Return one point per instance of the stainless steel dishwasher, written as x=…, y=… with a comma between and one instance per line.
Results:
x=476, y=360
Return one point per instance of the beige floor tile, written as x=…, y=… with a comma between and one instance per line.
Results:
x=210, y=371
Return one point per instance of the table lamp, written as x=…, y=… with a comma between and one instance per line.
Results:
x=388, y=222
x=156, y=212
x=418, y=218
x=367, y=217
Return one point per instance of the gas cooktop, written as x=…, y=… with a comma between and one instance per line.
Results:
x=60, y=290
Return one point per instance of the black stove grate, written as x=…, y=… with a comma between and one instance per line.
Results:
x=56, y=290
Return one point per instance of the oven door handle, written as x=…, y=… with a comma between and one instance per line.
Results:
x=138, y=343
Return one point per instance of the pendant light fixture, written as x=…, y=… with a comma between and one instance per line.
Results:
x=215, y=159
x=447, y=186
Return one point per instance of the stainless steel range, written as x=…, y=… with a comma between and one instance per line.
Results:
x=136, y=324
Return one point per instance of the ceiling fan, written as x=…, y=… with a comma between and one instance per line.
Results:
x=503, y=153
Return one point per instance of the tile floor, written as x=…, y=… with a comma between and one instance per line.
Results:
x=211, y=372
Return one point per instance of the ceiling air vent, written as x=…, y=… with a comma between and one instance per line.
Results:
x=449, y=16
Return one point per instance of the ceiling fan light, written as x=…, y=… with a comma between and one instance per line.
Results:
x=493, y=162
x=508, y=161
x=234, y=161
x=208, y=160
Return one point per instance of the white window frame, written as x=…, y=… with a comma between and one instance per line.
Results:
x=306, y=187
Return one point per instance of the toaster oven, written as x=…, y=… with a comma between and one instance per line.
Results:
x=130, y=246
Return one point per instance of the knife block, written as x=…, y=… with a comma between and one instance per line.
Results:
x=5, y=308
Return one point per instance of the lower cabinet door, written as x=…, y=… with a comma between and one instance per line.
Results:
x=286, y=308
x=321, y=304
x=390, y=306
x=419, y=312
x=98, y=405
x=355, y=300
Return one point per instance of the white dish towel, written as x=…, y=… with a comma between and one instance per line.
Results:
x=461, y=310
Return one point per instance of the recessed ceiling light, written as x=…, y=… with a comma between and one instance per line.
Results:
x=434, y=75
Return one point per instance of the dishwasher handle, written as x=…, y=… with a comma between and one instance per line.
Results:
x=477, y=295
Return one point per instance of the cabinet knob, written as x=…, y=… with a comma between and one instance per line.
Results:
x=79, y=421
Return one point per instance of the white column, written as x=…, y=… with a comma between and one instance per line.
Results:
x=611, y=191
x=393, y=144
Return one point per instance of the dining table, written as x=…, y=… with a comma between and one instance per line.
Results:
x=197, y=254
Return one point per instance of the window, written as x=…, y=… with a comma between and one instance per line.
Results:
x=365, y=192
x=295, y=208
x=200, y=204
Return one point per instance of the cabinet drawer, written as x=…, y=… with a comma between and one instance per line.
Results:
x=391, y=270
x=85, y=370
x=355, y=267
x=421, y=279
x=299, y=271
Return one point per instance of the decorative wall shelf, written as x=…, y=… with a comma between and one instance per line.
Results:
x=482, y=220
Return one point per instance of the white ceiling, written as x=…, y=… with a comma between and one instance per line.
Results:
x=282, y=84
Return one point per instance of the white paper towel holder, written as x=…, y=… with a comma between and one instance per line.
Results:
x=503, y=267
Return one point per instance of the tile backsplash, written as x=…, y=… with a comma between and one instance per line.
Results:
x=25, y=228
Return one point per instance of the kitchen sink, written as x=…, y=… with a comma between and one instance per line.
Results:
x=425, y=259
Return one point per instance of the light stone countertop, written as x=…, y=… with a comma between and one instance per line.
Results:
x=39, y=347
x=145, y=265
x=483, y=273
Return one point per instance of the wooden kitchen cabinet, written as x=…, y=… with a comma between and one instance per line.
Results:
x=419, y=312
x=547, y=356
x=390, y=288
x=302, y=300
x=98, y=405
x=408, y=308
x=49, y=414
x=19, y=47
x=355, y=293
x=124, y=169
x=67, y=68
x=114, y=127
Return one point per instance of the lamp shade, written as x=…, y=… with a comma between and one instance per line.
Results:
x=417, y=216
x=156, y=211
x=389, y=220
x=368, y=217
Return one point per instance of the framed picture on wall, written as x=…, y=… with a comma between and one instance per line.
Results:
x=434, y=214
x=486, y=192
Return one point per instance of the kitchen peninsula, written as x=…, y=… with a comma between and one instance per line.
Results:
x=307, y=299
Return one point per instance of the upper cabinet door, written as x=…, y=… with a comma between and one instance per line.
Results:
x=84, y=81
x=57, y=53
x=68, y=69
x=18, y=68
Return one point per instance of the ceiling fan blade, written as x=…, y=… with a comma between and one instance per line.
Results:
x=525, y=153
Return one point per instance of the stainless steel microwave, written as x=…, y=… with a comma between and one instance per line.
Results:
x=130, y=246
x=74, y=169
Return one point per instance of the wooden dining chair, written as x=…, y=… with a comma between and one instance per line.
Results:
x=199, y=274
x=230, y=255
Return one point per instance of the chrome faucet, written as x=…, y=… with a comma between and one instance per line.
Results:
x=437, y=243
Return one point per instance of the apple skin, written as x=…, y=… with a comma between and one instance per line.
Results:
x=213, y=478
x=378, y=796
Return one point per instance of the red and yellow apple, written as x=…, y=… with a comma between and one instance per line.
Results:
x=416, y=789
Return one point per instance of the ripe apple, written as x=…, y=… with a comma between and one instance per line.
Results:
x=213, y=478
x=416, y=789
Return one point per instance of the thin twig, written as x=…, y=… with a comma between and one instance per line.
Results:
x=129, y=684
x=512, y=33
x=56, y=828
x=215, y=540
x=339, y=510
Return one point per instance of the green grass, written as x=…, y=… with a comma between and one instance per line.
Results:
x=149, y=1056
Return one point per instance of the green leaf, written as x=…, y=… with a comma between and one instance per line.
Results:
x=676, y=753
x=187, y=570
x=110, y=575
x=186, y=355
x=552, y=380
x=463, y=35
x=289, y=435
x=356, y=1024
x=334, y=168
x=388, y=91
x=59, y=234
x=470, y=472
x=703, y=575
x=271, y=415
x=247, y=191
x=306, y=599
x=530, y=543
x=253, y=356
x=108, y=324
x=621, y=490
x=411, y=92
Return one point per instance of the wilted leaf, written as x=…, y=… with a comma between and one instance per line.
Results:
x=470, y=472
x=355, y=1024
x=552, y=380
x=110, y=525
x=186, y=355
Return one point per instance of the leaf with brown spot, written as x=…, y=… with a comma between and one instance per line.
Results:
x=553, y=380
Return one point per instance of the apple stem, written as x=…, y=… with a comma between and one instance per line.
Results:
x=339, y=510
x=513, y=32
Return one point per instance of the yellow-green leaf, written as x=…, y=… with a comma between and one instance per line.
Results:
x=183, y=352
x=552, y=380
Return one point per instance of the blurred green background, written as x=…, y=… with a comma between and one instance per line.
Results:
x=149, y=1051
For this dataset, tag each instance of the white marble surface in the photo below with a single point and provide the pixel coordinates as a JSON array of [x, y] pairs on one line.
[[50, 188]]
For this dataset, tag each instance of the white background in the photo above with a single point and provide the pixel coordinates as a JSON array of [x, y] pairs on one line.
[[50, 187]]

○ ○ ○

| Assignment |
Look in the material above for the line with "Return one point per instance of the red" and the line with "Return one point per instance of the blurred", and transcribe exactly those lines and all lines between them, nothing more.

| Solved problem |
Return one point per instance of the red and yellow apple, written as x=…, y=… with a comma between and one instance per line.
Results:
x=416, y=789
Return one point per instance of the ripe apple, written as x=…, y=… with a comma between and one instance per line.
Results:
x=213, y=478
x=416, y=789
Return one point per instance of the thin twig, written as x=…, y=… with a comma between and one instance per line.
Results:
x=129, y=684
x=512, y=33
x=56, y=828
x=215, y=540
x=339, y=510
Return one point per instance of the green grass, written as x=…, y=… with a comma between and one instance per line.
Results:
x=149, y=1056
Return one point per instance of the green leaf, written as x=…, y=… with a comma between and one instance per line.
Results:
x=676, y=753
x=187, y=570
x=110, y=575
x=186, y=355
x=552, y=380
x=463, y=35
x=289, y=435
x=356, y=1024
x=334, y=168
x=388, y=91
x=59, y=234
x=470, y=472
x=703, y=575
x=271, y=415
x=247, y=191
x=306, y=599
x=530, y=543
x=253, y=356
x=108, y=324
x=621, y=490
x=411, y=92
Return one point per instance of the wilted leaf, written as x=…, y=… with a comma between and one instance per line.
Results:
x=470, y=472
x=355, y=1024
x=552, y=380
x=110, y=525
x=186, y=355
Return one point per instance of the leaf with brown spot, written as x=…, y=… with a comma between and one instance per line.
Results:
x=553, y=380
Return one point per instance of the apple stem, written as x=…, y=… with a comma between and one instance per line.
Results:
x=339, y=510
x=513, y=32
Return one point per instance of the yellow-green leaf, written as x=…, y=… with a comma between and one instance per line.
Results:
x=183, y=352
x=552, y=380
Return one point per instance of the blurred green background, written as x=…, y=… with a comma between and one instance per line.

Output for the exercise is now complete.